Data for this exercise:
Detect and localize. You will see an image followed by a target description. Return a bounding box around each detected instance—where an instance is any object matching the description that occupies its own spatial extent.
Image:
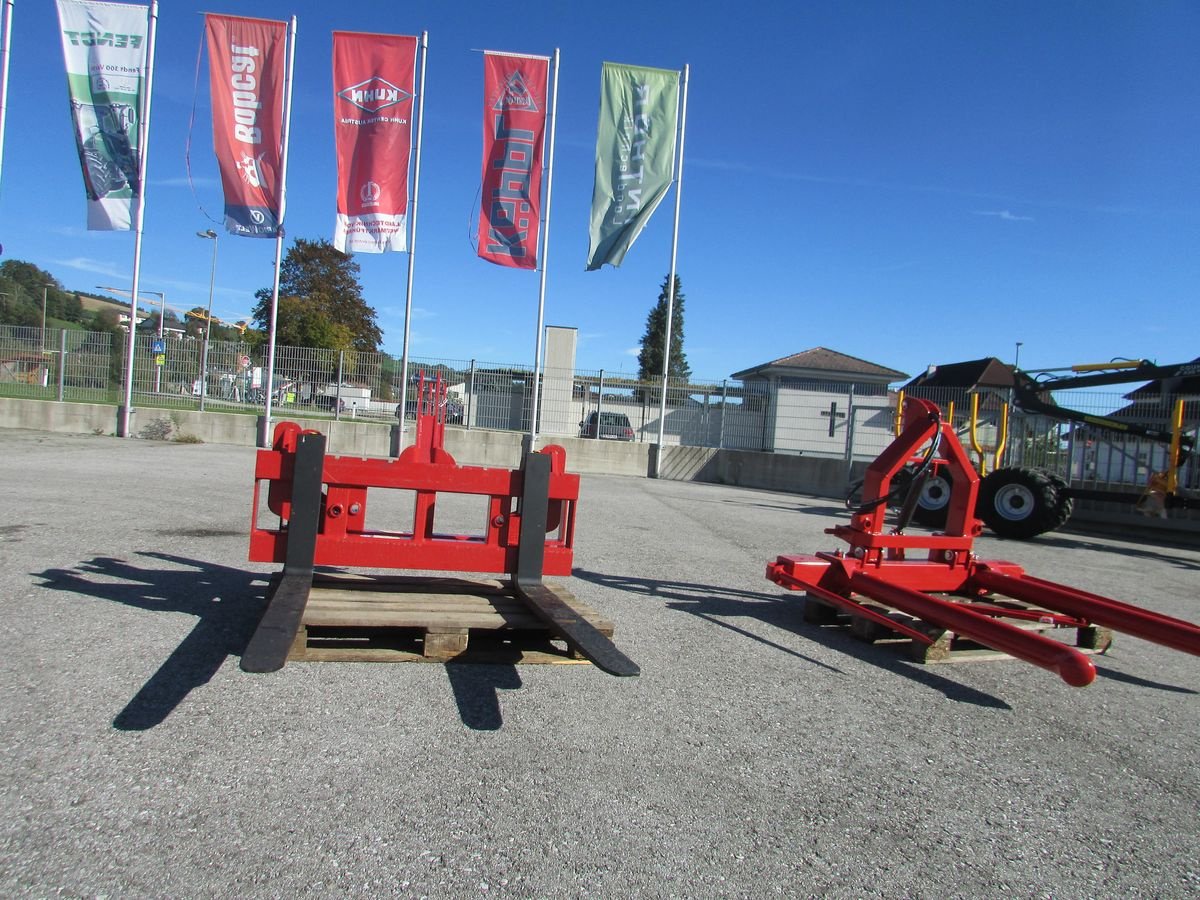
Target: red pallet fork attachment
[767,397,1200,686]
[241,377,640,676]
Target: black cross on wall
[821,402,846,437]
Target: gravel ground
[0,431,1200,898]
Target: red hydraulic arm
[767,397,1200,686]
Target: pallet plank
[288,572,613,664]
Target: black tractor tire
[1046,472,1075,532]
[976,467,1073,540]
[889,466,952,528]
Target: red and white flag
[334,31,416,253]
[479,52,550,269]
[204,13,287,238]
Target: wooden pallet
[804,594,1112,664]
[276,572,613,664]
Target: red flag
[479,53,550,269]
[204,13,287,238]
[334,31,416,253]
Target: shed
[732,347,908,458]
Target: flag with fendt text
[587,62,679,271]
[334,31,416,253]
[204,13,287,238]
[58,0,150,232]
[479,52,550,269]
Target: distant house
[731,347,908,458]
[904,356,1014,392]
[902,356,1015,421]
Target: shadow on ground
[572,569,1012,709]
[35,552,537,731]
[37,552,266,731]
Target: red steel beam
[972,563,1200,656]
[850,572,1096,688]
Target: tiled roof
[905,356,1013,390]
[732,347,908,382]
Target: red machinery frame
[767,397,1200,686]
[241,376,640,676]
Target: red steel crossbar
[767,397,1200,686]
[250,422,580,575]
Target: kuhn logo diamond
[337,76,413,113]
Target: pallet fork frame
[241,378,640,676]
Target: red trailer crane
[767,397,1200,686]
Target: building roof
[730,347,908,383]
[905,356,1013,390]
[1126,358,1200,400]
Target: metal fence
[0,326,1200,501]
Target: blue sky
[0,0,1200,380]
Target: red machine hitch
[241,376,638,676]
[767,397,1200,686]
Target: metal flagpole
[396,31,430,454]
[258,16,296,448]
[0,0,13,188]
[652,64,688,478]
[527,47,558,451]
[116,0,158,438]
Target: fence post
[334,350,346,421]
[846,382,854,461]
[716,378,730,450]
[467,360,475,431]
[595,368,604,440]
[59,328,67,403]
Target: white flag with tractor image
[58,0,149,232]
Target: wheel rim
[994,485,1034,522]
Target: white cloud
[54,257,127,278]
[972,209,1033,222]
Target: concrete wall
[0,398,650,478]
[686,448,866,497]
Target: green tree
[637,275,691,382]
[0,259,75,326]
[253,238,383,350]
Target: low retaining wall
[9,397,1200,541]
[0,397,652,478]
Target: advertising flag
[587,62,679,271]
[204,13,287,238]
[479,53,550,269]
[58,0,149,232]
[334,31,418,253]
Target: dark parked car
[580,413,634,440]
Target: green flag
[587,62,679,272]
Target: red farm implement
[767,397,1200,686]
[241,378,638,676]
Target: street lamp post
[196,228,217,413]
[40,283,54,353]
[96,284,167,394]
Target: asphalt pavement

Task to carry out: Copy every line of the items above that contains the word "fence", with case counting.

Worked solution:
Target: metal fence
Target: fence post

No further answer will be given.